── EXTRAIT SOURCE ──

Réalisé en 1996 par Rintaro, grand nom de l'animation japonaise à qui l'on doit (entre autres) le légendaire Doomed Megalopolis, le film de Galaxy Express ainsi que le plébiscité Metropolis, mais aussi quelques fautes de goût comme la calamiteuse adaptation de Final Fantasy en OAVs, ce film d'animation porte à l'écran le manga éponyme, orchestrant une fin de monde à la japonaise pour laquelle le destin se fait mécanique implacable, et broie aveuglément les malheureux qui se trouvent sur sa route.
Kamui Shirou, celui par qui le monde sera détruit ou préservé, doit choisir son camp : la terre d'un côté, les humains de l'autre. Mais lui ne pense qu'à protéger Fuma et Kotori, ses amis d'enfance, d'un sort funeste dont il est supposé être l'artisan. Entre séquences oniriques absconses, affrontements elliptiques et fulgurances sanguinolentes, c'est tout un théâtre de marionnettes ambiguës qui se démènent vainement avant de tomber une par une au champ du déshonneur. Femmes, enfants, personne n'est épargné.

───
── DONNÉES FOURNIES ──

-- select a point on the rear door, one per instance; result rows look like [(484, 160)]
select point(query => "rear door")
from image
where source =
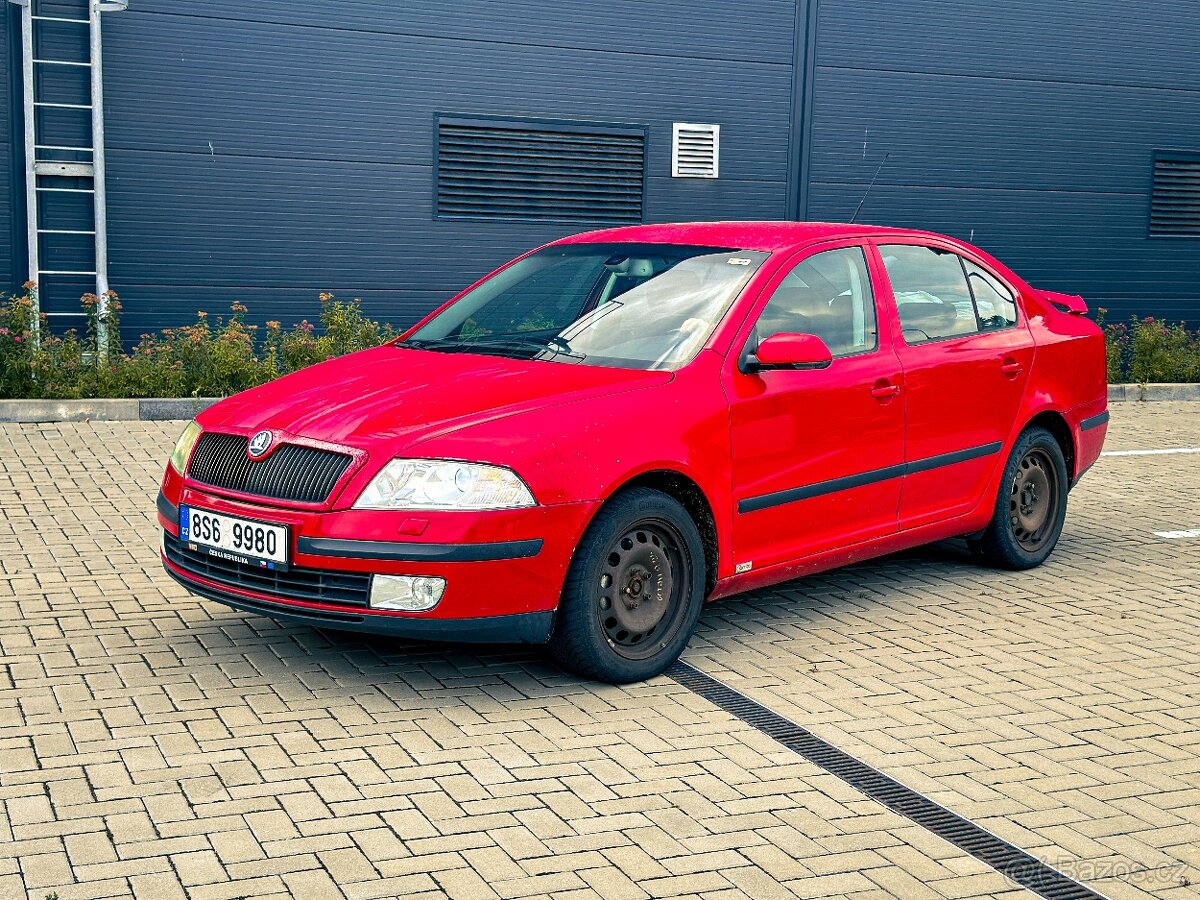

───

**CONSIGNE**. Poursuivez la critique du film d'animation de Rintaro à partir de la dernière phrase de l'extrait source, sans tenir compte des données.

**RÉPONSE**.
Le film reprend le matériau déjà névrotique du manga signé Clamp (RG Veda, Tokyo Babylon, Clover, XxxHolic, ...), et le défait de toute lueur d'espoir, toute once d'entertainement, réduisant cette intrigue tortueuse à un jeu de massacre privé de sens, slasher movie inattendu où le spectateur se voit condamné, impuissant, à assister à l'exécution implacable de personnages plus charismatiques les uns que les autres, dans des circonstances plus odieuses à chaque nouveau duel.
C'est à la fois la force et la faiblesse de ce long métrage à la plastique magnifique, joyau d'orfèvrerie en matière de story-boarding et de chara-design (Nobuteru Yuki, valeur sûre de la profession, est ici à l'apogée de son talent) : il pousse jusqu'au bout de l'horreur sa logique fataliste et transcende en cela les limites auxquelles il était supposé se heurter (lors de sa mise en chantier, le manga ne compte que 6 volumes, et l'intrigue n'en est encore là qu'à ses balbutiements), transformant celles-ci en atout de taille, véritable déconstruction nihiliste d'un mythe en devenir... mais en contrepartie, l'ensemble est si noir, si désespéré qu'il est difficile d'y revenir ensuite. Même le déchirant générique de fin, chanté par le célèbre groupe rock X Japan, sonne comme une bouffée d'oxygène tardive après ces 90 minutes de cauchemar en apnée.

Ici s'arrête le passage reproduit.